**Things to do**
- a) In the mailing-list message below, how many bytes does UTF-8 use for characters at U+0900 and above?
- b) Return the passage of the mailing-list message that starts at "From: Adrian Havill" and ends at "about byte order.".
- c) Translate this sentence from the mailing-list message into Spanish: "Us folks using the U+0900 and above range have to put up with the 3-byte UTF-8 "consumption tax.""

## Start Document excerpt

Re: Endless endianness annoyance

From: Adrian Havill (havill@threeweb.ad.jp)
Date: Wed Dec 03 1997 - 22:52:43 EST


> Not exactly; I'm saying UTF-8 is faster because it (almost always in the
> *aggregate*) means fewer bits transferred, and that is the bottleneck; it's
> easier because you don't have to even think about byte order.

That's a very Greek/Cyrillic/Armenian/Hebrew/Arabic/Latin-centric way of
thinking. (^_^) Us folks using the U+0900 and above range have to put up with
the 3-byte UTF-8 "consumption tax."

Example real-world text (containing a lot of simple one-byte embedded English
ASCII examples... additionally, many CRLF sequences are present as well, which
UTF-8 doesn't expand [compared to ASCII], but UCS-2 does):

======

The EFF Netguide translated into Japanese:

[Available from
<URL:http://www.eff.org/pub/Net_info/EFF_Net_Guide/Other_versions/Japanese/netgd
_jp.sjis.gz>]

Shift-JIS original: 375884 (367K)

## End Document excerpt
## Start Data section

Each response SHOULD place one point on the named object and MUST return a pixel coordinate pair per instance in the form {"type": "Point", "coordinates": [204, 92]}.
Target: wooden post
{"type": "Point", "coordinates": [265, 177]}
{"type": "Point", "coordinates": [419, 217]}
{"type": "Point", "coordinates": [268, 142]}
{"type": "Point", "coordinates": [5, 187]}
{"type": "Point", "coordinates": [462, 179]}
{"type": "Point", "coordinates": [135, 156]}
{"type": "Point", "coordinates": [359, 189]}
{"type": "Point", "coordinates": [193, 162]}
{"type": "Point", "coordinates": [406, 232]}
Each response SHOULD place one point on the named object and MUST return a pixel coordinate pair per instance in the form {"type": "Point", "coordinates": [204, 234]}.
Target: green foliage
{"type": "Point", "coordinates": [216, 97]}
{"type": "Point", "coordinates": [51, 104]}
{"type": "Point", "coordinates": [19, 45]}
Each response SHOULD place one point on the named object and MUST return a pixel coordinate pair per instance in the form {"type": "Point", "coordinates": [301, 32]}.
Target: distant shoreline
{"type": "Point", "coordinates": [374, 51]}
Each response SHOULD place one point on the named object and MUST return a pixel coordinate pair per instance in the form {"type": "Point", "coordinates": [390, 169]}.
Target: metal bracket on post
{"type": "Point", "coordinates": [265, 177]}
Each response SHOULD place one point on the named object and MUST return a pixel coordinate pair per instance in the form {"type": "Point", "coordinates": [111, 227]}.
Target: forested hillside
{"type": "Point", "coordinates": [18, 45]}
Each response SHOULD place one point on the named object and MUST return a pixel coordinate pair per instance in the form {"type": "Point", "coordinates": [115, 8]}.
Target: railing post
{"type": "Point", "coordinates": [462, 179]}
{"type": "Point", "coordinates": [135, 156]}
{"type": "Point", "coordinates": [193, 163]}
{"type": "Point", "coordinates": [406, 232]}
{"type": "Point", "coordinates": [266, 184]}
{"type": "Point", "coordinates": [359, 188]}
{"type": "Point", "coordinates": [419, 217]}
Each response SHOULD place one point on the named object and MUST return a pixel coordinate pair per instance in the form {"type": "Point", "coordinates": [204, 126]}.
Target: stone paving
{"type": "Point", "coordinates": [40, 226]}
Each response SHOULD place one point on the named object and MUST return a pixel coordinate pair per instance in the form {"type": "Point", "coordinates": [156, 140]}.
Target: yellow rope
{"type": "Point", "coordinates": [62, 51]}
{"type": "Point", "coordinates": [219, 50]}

## End Data section

**Solutions**
- a) Three bytes.

- b)
From: Adrian Havill (havill@threeweb.ad.jp)
Date: Wed Dec 03 1997 - 22:52:43 EST


> Not exactly; I'm saying UTF-8 is faster because it (almost always in the
> *aggregate*) means fewer bits transferred, and that is the bottleneck; it's
> easier because you don't have to even think about byte order.

- c) Quienes usamos el rango de U+0900 en adelante tenemos que soportar el "impuesto al consumo" de 3 bytes de UTF-8.